BRIEF A
In the passage about Humphrey's visit to Stanford, rewrite the part starting with "The fact that" and going on through "to start something.", substituting "grounds" for "campus".

--- START SELECTED EXCERPT ---

The fact that Humphrey was going to be on this particular campus (a real agent of a real war, was the way I put it in speeches) rekindled in me all the resentment I’d felt earlier at the easy, insulated lives of the students, at the absurdly academic forms of liberal protest—and, most of all, at my own failure to have done much for half a year. The fact, that, before Humphrey’s visit, I would have agreed with most people that if a government official was safe at any major university in America, it would have been at Stanford—a week before his visit, Dow Chemical, maker of napalm, was on the campus and there had been no trouble—only gave me more reason to try to start something.

On February 20, 1967, two years after we had first begun the bombing of North Vietnam, Humphrey chose as the subject for his opening remarks to the faculty and students of the university often called “the Harvard of the West,” Time Magazine’s “now generation” of that year. He said he came to Stanford “to be where the action is,” and, in his most memorable remark of the day, he referred to the late Pope John as one of the “now people.” He did not mention Vietnam in his opening statement, and about seventy-five people walked out when he was done. A while later, when in answer to a question, he stated that “if President John F. Kennedy were alive today he would be doing exactly what the Johnson Administration is doing at this very hour,” several hundred more people walked out.

--- END SELECTED EXCERPT ---

BRIEF B
From the records below, copy out every line that contains the string "nose".

--- START INPUT MATERIAL ---

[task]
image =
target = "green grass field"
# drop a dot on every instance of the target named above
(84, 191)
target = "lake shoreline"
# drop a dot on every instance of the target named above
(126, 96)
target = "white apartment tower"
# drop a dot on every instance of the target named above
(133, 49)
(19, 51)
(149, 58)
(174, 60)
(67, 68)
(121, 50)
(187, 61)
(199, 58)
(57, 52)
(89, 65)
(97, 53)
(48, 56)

--- END INPUT MATERIAL ---
--- START INPUT MATERIAL ---

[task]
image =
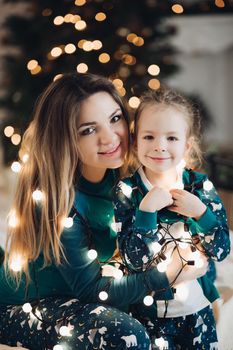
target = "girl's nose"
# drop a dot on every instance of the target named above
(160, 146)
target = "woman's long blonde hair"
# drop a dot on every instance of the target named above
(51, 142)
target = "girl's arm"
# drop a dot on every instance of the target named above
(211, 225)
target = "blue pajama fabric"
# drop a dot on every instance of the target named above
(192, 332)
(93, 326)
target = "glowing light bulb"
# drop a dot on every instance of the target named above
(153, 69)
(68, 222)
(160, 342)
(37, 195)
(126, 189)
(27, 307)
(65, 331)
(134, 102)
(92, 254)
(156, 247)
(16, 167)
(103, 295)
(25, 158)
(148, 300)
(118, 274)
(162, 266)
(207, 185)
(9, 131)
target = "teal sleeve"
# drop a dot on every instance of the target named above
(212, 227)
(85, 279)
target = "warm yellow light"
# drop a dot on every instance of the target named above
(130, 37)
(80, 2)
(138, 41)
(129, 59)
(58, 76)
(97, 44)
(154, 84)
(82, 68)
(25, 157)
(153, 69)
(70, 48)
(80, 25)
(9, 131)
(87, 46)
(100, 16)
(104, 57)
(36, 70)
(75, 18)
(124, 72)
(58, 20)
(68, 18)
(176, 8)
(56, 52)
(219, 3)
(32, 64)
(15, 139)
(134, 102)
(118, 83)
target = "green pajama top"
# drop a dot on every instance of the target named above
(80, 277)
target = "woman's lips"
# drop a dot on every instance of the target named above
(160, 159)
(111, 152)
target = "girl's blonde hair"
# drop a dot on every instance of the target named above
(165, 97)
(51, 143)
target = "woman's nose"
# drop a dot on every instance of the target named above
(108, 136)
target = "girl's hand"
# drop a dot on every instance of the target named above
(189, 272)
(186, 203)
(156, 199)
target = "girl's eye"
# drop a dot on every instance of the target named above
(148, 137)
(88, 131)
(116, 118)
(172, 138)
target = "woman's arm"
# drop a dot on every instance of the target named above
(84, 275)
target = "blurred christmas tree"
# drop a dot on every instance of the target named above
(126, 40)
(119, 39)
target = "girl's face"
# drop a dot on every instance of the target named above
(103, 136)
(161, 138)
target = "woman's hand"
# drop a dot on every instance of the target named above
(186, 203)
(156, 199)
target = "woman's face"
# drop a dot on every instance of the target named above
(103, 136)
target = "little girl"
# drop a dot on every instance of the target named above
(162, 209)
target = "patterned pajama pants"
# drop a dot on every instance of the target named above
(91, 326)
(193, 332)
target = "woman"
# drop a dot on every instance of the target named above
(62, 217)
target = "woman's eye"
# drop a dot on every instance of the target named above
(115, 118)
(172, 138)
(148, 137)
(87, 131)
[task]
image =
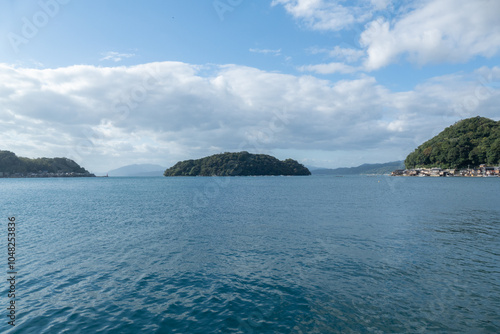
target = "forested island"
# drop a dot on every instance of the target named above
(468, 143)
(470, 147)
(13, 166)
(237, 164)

--- END INPUT MATERIAL ---
--- START INPUT MATERIAL ---

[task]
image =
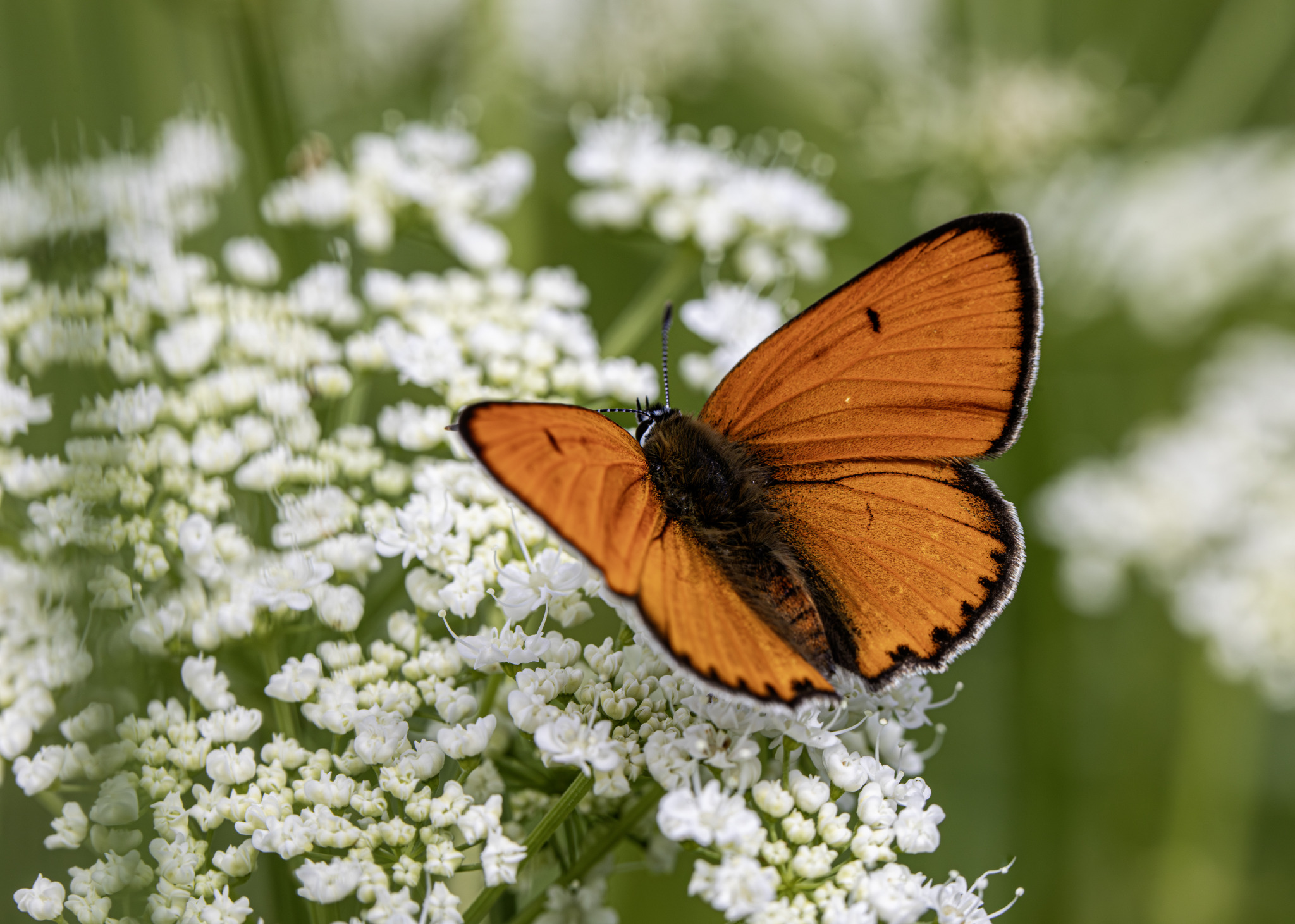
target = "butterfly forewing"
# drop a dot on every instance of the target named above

--- END INPUT MATERIAL ---

TASK SOLUTION A
The fact that Humphrey was going to be on this particular grounds (a real agent of a real war, was the way I put it in speeches) rekindled in me all the resentment I’d felt earlier at the easy, insulated lives of the students, at the absurdly academic forms of liberal protest—and, most of all, at my own failure to have done much for half a year. The fact, that, before Humphrey’s visit, I would have agreed with most people that if a government official was safe at any major university in America, it would have been at Stanford—a week before his visit, Dow Chemical, maker of napalm, was on the grounds and there had been no trouble—only gave me more reason to try to start something.

TASK SOLUTION B
target = "girl's nose"
target = "woman's nose"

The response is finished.